====== Available data ======
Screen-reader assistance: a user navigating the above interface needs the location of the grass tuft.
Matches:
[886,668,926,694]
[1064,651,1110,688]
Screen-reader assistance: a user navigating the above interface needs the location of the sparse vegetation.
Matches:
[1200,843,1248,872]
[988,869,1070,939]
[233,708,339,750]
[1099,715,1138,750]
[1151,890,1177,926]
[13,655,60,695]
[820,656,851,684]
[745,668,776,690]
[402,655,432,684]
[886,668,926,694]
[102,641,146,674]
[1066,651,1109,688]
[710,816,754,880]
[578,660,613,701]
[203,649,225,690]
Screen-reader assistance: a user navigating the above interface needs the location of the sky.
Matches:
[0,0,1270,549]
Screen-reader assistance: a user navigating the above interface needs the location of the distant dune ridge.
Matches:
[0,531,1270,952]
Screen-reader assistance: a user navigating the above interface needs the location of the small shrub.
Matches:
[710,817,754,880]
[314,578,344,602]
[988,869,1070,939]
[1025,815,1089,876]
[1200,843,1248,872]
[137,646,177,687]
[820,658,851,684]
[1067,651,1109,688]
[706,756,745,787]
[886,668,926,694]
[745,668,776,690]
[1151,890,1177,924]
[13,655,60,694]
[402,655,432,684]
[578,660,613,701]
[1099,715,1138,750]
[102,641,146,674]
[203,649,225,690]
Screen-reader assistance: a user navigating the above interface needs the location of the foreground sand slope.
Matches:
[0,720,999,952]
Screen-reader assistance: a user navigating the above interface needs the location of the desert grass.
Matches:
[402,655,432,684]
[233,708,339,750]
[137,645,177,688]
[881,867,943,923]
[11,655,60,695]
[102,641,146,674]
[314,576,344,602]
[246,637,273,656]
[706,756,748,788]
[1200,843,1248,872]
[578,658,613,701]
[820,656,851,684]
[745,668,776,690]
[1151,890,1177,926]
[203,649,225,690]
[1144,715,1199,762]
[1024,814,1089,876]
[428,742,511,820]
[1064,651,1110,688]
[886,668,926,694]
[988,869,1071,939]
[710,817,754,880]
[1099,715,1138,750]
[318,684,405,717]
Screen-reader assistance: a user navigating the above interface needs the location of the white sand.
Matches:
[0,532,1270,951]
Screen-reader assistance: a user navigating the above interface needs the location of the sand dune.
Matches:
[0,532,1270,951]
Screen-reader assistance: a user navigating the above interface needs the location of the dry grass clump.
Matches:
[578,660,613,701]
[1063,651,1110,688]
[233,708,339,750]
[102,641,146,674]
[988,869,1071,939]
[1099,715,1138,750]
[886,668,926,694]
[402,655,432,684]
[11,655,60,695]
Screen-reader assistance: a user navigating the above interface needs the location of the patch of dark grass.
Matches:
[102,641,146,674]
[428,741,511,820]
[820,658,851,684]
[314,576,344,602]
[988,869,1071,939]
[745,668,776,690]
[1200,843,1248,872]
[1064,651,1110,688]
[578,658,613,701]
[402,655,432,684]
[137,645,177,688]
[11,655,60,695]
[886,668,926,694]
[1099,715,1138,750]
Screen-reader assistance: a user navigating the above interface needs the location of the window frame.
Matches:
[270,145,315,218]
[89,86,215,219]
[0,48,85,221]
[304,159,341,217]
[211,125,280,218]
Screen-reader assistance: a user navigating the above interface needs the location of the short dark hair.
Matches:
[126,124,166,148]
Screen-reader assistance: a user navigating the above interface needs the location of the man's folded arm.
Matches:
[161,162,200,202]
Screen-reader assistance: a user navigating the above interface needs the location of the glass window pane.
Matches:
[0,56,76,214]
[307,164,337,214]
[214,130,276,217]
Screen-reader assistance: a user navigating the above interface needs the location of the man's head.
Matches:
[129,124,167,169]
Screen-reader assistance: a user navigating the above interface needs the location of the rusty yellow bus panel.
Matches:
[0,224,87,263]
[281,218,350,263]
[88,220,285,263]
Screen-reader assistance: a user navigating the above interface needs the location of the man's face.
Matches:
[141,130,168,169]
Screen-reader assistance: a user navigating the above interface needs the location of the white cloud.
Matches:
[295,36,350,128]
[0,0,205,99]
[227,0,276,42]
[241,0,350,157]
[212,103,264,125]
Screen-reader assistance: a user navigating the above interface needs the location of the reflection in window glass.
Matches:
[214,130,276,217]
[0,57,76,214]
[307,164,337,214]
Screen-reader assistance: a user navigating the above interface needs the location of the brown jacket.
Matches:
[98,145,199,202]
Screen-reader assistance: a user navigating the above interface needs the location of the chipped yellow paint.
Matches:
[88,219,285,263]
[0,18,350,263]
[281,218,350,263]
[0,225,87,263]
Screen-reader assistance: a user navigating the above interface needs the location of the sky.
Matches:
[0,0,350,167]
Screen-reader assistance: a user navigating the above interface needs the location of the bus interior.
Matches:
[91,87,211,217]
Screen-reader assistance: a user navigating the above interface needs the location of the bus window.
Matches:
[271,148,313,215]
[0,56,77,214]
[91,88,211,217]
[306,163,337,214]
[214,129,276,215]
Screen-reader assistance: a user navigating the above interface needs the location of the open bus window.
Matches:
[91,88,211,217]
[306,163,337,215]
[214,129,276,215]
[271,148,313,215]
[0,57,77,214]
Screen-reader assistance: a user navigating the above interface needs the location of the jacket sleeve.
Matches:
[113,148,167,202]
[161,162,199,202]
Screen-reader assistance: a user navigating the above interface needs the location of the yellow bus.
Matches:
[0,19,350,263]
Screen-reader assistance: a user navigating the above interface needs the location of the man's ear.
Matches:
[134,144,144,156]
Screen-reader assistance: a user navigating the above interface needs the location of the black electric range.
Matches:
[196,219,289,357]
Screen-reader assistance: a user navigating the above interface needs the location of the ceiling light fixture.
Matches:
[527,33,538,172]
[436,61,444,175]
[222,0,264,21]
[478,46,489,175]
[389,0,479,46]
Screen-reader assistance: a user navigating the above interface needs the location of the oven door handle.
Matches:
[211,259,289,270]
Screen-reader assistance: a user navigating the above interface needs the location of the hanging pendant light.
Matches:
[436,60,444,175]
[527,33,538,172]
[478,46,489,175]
======
| Short task |
Update the lines from the one containing "the man's head." through the one containing "[88,220,285,263]", both included, so that "rusty" becomes "weathered" and nothing else changes.

| Complete answer |
Screen-reader assistance: a user navigating the above interface needs the location of the man's head.
Matches:
[129,124,167,169]
Screen-reader assistance: a user navigating the above interface needs the location of the weathered yellow bus panel.
Matches:
[0,224,87,263]
[281,218,350,263]
[88,220,285,263]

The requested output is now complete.